- Work to be completed:
Please answer these questions about the IT grind post:
1. What date appears at the top?
2. What operating system was being installed on the Pentium II 450 machine?
3. Which brand of power supply had proprietary wiring on its 20P20C plug?

- Source passage:

03 June, 2015

Another (Couple of) Days in the IT Grind

I do indeed realize there are far worse things that could have happened to me, but the past couple of days have not been good.  I am a technologist, and as such, I get very uneasy and tense when the technology I own fails.

It started out during experimentation with installing Xubuntu on a Pentium II (P-II) 450 machine.  What I had completed earlier this week was to take apart a failed ATX-style power supply, unsolder all its output cables, take apart a Dell power supply (which has proprietary wiring of its 20P20C plug), desolder the proprietary and solder in the standard 20P19C plug.  I don't care if I blow up this P-II-450 system, because it is one of the lowliest of capable systems I have here at home, and also a bit wonky at times.  So it was the natural target for testing of my power supply unit (PSU) cable transplant job.

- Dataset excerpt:
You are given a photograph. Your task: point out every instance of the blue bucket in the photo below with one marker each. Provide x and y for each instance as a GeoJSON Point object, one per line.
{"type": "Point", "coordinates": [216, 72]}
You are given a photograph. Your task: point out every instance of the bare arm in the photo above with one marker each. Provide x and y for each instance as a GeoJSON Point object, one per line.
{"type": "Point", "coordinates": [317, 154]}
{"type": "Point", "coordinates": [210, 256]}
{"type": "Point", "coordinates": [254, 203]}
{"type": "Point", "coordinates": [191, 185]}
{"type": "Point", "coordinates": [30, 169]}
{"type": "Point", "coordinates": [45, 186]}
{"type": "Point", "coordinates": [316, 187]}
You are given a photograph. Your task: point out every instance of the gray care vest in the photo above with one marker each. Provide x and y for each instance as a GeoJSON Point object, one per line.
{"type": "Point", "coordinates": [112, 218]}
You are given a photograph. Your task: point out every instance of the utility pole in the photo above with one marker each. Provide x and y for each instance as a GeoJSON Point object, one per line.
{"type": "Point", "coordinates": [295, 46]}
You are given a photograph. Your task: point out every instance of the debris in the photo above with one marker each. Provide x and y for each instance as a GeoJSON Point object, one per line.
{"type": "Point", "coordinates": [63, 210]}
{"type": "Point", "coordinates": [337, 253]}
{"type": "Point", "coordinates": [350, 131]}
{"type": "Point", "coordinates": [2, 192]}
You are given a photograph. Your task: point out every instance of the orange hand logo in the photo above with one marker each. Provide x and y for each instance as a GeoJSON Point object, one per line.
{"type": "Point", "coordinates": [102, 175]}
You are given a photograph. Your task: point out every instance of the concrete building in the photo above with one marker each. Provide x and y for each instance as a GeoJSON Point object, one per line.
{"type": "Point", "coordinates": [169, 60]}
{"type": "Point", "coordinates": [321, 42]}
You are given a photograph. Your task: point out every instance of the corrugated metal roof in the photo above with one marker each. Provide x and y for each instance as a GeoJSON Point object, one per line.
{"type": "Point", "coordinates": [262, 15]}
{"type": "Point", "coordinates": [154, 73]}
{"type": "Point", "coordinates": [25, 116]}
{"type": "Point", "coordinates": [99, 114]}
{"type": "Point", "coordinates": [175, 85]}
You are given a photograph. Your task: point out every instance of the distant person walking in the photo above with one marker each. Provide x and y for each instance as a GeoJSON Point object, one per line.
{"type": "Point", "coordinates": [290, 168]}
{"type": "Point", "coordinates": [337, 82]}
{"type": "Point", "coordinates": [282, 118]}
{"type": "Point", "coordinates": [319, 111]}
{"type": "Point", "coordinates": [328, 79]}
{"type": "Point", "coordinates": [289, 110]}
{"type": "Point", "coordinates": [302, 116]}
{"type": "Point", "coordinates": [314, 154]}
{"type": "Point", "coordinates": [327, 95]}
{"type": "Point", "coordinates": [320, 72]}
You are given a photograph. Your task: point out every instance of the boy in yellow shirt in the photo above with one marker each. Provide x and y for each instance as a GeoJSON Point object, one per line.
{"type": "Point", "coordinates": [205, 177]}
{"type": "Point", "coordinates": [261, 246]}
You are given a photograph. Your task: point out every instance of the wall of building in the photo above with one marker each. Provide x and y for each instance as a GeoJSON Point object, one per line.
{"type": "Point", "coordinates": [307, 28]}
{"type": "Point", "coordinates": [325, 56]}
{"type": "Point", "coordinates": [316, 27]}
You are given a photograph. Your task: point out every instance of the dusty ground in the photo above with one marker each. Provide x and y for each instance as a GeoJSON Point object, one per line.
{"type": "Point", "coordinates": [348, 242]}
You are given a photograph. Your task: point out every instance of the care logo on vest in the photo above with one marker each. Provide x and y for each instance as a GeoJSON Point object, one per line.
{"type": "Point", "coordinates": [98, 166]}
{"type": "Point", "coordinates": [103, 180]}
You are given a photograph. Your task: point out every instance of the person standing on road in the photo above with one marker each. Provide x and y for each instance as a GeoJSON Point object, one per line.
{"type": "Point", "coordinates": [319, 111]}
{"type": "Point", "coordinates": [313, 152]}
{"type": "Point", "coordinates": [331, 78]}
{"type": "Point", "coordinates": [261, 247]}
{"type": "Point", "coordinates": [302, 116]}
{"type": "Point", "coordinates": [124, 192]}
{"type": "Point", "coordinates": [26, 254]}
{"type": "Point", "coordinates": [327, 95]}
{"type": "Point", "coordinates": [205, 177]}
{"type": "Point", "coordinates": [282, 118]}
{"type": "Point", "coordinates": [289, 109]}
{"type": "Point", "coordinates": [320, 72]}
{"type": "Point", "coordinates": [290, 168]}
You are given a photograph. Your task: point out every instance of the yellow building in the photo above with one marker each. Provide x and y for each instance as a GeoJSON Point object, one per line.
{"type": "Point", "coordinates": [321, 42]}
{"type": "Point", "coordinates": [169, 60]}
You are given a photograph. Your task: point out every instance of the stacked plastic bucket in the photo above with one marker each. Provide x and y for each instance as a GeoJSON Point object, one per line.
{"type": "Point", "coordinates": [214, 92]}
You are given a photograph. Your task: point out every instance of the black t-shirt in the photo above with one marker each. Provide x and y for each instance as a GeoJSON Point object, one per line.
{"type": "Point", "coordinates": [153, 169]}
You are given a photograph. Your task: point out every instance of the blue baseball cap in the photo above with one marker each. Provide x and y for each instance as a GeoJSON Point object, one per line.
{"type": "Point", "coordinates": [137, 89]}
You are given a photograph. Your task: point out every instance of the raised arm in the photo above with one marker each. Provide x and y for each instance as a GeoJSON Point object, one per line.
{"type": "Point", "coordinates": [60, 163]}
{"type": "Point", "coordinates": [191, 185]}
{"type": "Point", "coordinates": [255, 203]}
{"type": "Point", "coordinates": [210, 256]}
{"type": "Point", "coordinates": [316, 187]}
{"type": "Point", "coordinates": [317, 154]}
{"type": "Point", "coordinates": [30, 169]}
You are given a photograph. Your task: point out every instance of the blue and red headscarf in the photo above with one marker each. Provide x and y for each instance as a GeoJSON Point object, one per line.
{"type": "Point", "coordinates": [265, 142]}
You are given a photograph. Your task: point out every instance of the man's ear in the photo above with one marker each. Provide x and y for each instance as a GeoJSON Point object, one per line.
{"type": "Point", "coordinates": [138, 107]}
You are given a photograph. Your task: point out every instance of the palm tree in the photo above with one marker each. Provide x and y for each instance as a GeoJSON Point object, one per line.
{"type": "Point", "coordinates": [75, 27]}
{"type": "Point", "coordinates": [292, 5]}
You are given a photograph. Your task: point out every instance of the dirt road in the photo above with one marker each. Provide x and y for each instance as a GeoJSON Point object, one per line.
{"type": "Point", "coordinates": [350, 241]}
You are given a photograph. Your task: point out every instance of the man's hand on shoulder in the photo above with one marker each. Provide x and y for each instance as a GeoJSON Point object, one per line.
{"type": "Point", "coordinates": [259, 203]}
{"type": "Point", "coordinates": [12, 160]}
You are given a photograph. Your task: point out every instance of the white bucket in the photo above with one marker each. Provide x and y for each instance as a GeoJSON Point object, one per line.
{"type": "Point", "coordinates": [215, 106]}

- Result of this task:
1. 03 June, 2015
2. Xubuntu
3. Dell